■ **SET OF TASKS**:
1. Answer these questions about the 4Sum problem text:
(a) What output does Example 1 give?
(b) What output does Example 2 give?
(c) What approach does the heading over the solution name?
2. Carry on the 4Sum problem text, starting after its last line.

■ **SOURCE TEXT**:
+---+
28. 4Sum

Given an array nums of n integers and an integer target, are there elements a, b, c, and d in nums such that a + b + c + d = target? Find all unique quadruplets in the array which gives the sum of target.

Notice that the solution set must not contain duplicate quadruplets.

Example 1:

Input: nums = [1,0,-1,0,-2,2], target = 0
Output: [[-2,-1,1,2],[-2,0,0,2],[-1,0,0,1]]

Example 2:

Input: nums = [], target = 0
Output: []

Solution: (Using Sorting and 3SUM)

class Solution
{
public:
    vector<vector<int>> fourSum(vector<int> &nums, int target)
    {

        sort(nums.begin(), nums.end());
        vector<vector<int>> res;

        int i = 0;
        while (i < nums.size())
        {
            int a1 = nums[i];

            int j = i + 1;
            while (j < nums.size())
            {
                int a2 = nums[j];

                int t = a1 + a2;

                int start = j + 1;
                int end = nums.size() - 1;

                while (start < end)
                {

                    if (nums[start] + nums[end] + t == target)
                    {
                        int t1 = nums[start];
                        int t2 = nums[end];
                        vector<int> v;
                        v.push_back(a1);
                        v.push_back(a2);
                        v.push_back(nums[start]);
                        v.push_back(nums[end]);
                        res.push_back(v);

                        while (start < nums.size() && nums[start] == t1)
+---+
■ **DATA LINES**:
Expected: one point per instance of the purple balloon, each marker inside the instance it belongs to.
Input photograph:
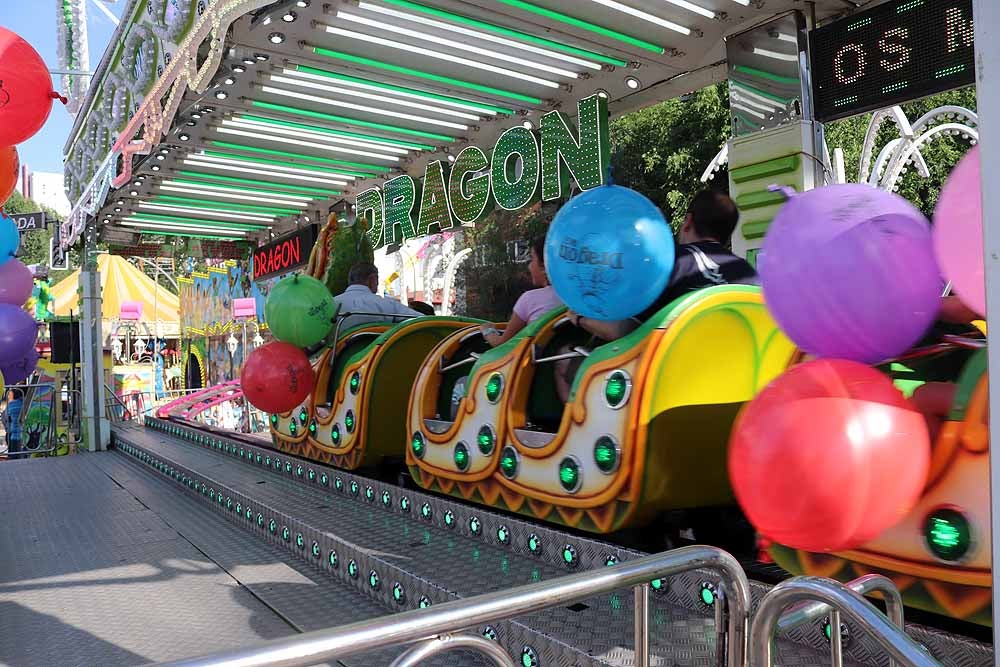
+---+
■ **EXERCISE RESPONSES**:
1.
(a) [[-2,-1,1,2],[-2,0,0,2],[-1,0,0,1]]
(b) []
(c) Using Sorting and 3SUM

2.
                        {
                            start++;
                        }

                        while (end >= 0 && nums[end] == t2)
                        {
                            end--;
                        }
                    }
                    else if (nums[start] + nums[end] + t > target)
                    {
                        end--;
                    }
                    else
                    {
                        start++;
                    }
                }

                while (j < nums.size() && nums[j] == a2)
                {
                    j++;
                }
            }

            while (i < nums.size() && nums[i] == a1)
            {
                i++;
            }
        }
        return res;
    }
};

Time Complexity: O(n^3 + n log n)

4Sum II

Given four integer arrays nums1, nums2, nums3, and nums4 all of length n, return the number of tuples (i, j, k, l) such that:

• 0 <= i, j, k, l < n

• nums1[i] + nums2[j] + nums3[k] + nums4[l] == 0

Example 1:

Input: nums1 = [1,2], nums2 = [-2,-1], nums3 = [-1,2], nums4 = [0,2]
Output: 2
Explanation:
The two tuples are:
1. (0, 0, 0, 1) -> nums1[0] + nums2[0] + nums3[0] + nums4[1] = 1 + (-2) + (-1) + 2 = 0
2. (1, 1, 0, 0) -> nums1[1] + nums2[1] + nums3[0] + nums4[0] = 2 + (-1) + (-1) + 0 = 0

Example 2:

Input: nums1 = [0], nums2 = [0], nums3 = [0], nums4 = [0]
Output: 1

Solution: (2 Sum)

class Solution
{
public:
    int fourSumCount(vector<int> &nums1, vector<int> &nums2, vector<int> &nums3, vector<int> &nums4)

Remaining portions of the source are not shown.